Task: From the line containing "the low tide" down to the last line of the records below, copy every line exactly. Leave out everything before it.

* * *

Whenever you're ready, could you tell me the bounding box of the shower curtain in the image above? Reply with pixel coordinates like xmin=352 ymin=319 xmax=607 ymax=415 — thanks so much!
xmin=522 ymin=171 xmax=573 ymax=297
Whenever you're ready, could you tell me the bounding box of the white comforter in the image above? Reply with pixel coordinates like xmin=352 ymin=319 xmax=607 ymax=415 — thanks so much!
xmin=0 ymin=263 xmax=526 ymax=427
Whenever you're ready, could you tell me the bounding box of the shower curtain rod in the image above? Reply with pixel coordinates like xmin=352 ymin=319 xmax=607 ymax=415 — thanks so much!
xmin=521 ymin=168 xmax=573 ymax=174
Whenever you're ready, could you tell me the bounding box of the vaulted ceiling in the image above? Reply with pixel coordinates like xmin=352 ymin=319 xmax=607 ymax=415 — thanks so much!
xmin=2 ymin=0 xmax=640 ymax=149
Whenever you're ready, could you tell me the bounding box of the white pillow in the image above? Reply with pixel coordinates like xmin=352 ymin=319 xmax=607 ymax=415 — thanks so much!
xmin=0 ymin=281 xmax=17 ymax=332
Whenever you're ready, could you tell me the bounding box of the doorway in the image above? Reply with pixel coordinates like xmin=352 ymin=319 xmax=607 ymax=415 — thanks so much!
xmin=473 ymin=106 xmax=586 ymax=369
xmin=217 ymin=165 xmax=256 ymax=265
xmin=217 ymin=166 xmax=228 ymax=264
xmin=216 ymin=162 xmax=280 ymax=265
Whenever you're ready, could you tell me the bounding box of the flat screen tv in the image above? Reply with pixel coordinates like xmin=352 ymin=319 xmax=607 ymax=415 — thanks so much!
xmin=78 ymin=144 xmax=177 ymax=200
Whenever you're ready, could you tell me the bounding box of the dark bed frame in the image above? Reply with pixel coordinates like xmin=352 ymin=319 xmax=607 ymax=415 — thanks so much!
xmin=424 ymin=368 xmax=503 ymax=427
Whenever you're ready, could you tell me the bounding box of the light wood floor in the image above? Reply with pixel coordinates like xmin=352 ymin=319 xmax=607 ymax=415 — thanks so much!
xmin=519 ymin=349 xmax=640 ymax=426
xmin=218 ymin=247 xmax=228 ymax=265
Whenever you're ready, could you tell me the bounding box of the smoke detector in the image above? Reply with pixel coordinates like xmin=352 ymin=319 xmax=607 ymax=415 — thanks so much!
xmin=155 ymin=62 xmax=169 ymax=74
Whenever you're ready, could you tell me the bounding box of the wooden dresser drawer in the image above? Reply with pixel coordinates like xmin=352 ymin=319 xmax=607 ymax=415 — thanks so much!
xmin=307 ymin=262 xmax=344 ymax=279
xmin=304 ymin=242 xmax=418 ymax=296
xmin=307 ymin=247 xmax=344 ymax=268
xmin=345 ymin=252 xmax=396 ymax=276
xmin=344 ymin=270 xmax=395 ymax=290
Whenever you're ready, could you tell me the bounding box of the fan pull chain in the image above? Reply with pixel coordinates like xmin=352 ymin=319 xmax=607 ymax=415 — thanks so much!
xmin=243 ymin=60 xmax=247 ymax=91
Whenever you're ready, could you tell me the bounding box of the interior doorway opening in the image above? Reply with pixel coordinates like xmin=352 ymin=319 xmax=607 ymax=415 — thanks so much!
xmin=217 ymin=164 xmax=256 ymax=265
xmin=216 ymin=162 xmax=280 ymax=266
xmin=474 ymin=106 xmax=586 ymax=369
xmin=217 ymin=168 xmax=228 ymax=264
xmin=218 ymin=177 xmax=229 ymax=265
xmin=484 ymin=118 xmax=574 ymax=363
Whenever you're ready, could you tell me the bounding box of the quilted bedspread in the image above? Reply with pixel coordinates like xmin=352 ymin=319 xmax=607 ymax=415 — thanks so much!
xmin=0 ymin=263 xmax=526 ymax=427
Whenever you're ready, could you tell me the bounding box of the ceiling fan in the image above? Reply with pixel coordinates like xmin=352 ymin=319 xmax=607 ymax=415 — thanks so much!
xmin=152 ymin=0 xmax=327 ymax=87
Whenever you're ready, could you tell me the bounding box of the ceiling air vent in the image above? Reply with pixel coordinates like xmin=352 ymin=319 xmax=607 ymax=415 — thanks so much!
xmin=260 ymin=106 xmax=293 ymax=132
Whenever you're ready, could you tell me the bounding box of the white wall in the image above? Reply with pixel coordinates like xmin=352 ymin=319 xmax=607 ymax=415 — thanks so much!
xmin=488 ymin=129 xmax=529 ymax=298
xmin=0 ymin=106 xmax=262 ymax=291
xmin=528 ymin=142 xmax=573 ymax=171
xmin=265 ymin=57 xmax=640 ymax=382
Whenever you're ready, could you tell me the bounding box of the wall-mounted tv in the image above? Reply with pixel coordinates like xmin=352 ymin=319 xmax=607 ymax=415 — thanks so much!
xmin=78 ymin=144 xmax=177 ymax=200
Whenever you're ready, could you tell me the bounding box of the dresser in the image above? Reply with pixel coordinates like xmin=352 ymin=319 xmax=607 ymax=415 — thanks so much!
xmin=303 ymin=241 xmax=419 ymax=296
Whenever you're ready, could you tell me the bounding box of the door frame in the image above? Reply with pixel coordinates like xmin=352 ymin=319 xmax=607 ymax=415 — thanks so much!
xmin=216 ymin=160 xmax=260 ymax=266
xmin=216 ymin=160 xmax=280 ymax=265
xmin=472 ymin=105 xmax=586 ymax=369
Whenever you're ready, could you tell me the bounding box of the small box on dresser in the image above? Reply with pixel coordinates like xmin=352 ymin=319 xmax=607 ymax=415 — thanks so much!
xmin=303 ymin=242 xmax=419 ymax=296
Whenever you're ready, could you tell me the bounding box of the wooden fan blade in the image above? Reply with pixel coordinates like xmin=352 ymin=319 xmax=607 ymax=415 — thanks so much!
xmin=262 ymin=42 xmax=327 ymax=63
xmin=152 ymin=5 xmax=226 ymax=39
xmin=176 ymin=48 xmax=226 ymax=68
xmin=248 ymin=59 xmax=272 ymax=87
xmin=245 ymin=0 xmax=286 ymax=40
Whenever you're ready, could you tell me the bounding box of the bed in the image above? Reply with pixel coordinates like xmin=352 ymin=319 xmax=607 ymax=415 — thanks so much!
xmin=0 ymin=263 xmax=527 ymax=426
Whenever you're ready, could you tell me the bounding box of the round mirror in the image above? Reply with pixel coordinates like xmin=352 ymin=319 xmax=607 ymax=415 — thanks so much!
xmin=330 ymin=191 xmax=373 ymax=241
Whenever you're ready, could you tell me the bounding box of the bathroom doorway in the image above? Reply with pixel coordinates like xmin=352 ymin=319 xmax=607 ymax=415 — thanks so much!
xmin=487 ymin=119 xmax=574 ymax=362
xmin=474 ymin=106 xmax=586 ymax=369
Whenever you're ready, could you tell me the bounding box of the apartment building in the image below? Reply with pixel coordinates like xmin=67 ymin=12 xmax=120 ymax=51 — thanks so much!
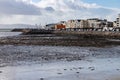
xmin=66 ymin=20 xmax=76 ymax=28
xmin=66 ymin=19 xmax=89 ymax=28
xmin=87 ymin=18 xmax=107 ymax=28
xmin=114 ymin=14 xmax=120 ymax=27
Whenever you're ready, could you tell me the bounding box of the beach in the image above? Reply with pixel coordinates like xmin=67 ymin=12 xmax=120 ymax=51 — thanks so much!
xmin=0 ymin=45 xmax=120 ymax=80
xmin=0 ymin=32 xmax=120 ymax=80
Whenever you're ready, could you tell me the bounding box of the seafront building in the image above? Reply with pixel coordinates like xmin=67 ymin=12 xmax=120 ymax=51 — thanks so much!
xmin=45 ymin=14 xmax=120 ymax=31
xmin=55 ymin=24 xmax=66 ymax=30
xmin=66 ymin=19 xmax=89 ymax=28
xmin=66 ymin=20 xmax=76 ymax=28
xmin=114 ymin=14 xmax=120 ymax=27
xmin=45 ymin=24 xmax=56 ymax=30
xmin=65 ymin=18 xmax=113 ymax=29
xmin=87 ymin=18 xmax=107 ymax=28
xmin=45 ymin=22 xmax=66 ymax=30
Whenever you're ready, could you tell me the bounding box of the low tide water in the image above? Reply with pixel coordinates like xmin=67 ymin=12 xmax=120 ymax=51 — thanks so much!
xmin=0 ymin=32 xmax=22 ymax=37
xmin=0 ymin=45 xmax=120 ymax=80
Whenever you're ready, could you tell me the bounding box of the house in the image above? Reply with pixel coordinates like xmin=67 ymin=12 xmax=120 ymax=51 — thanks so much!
xmin=55 ymin=24 xmax=66 ymax=30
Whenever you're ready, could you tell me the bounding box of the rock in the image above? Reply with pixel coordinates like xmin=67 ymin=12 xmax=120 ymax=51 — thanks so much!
xmin=57 ymin=73 xmax=62 ymax=74
xmin=116 ymin=69 xmax=120 ymax=71
xmin=40 ymin=78 xmax=44 ymax=80
xmin=76 ymin=72 xmax=80 ymax=74
xmin=73 ymin=67 xmax=78 ymax=70
xmin=88 ymin=67 xmax=95 ymax=71
xmin=64 ymin=69 xmax=67 ymax=70
xmin=0 ymin=71 xmax=2 ymax=73
xmin=78 ymin=67 xmax=84 ymax=69
xmin=70 ymin=69 xmax=73 ymax=70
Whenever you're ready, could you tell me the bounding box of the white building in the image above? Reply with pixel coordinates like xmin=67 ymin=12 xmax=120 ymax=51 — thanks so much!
xmin=66 ymin=20 xmax=76 ymax=28
xmin=87 ymin=18 xmax=107 ymax=28
xmin=114 ymin=14 xmax=120 ymax=27
xmin=117 ymin=14 xmax=120 ymax=27
xmin=62 ymin=18 xmax=113 ymax=29
xmin=66 ymin=19 xmax=89 ymax=28
xmin=59 ymin=21 xmax=66 ymax=26
xmin=45 ymin=24 xmax=56 ymax=30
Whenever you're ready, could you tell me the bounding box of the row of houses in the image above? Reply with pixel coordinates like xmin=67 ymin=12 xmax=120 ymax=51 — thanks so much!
xmin=45 ymin=14 xmax=120 ymax=31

* * *

Exercise response:
Whenever you're ready, could you tell me the bounding box of the low tide water in the image above? Reply with pixel coordinates like xmin=67 ymin=12 xmax=120 ymax=51 — thanks so much!
xmin=0 ymin=32 xmax=22 ymax=37
xmin=0 ymin=45 xmax=120 ymax=80
Whenever you're ready, could you tell me the bounding box of the house in the image above? Reply with pixel coordinates like xmin=67 ymin=12 xmax=120 ymax=51 — thanks so much!
xmin=55 ymin=24 xmax=66 ymax=30
Whenever you're ready, could you tell me the bounding box of the rock in the image above? Reply with pixel coordinates like xmin=67 ymin=12 xmax=120 ymax=51 — thanks so much!
xmin=57 ymin=73 xmax=62 ymax=74
xmin=116 ymin=69 xmax=120 ymax=71
xmin=40 ymin=78 xmax=44 ymax=80
xmin=76 ymin=72 xmax=80 ymax=74
xmin=73 ymin=67 xmax=78 ymax=70
xmin=88 ymin=67 xmax=95 ymax=71
xmin=64 ymin=69 xmax=67 ymax=70
xmin=0 ymin=71 xmax=2 ymax=73
xmin=78 ymin=67 xmax=84 ymax=69
xmin=70 ymin=69 xmax=73 ymax=70
Whenever you're ready, could you tell me the bounding box of the white building in the image above? Reply with pixel coordinates like xmin=67 ymin=12 xmax=120 ymax=51 — thanks so much!
xmin=66 ymin=20 xmax=76 ymax=28
xmin=87 ymin=18 xmax=107 ymax=28
xmin=114 ymin=14 xmax=120 ymax=27
xmin=117 ymin=14 xmax=120 ymax=27
xmin=62 ymin=18 xmax=113 ymax=29
xmin=66 ymin=19 xmax=89 ymax=28
xmin=59 ymin=21 xmax=66 ymax=26
xmin=45 ymin=24 xmax=56 ymax=30
Whenever you're ready, could you tell me the bounding box of the row of houses in the image above? Reply with pixel coordinates like xmin=67 ymin=12 xmax=120 ymax=51 — thanks so much!
xmin=45 ymin=14 xmax=120 ymax=31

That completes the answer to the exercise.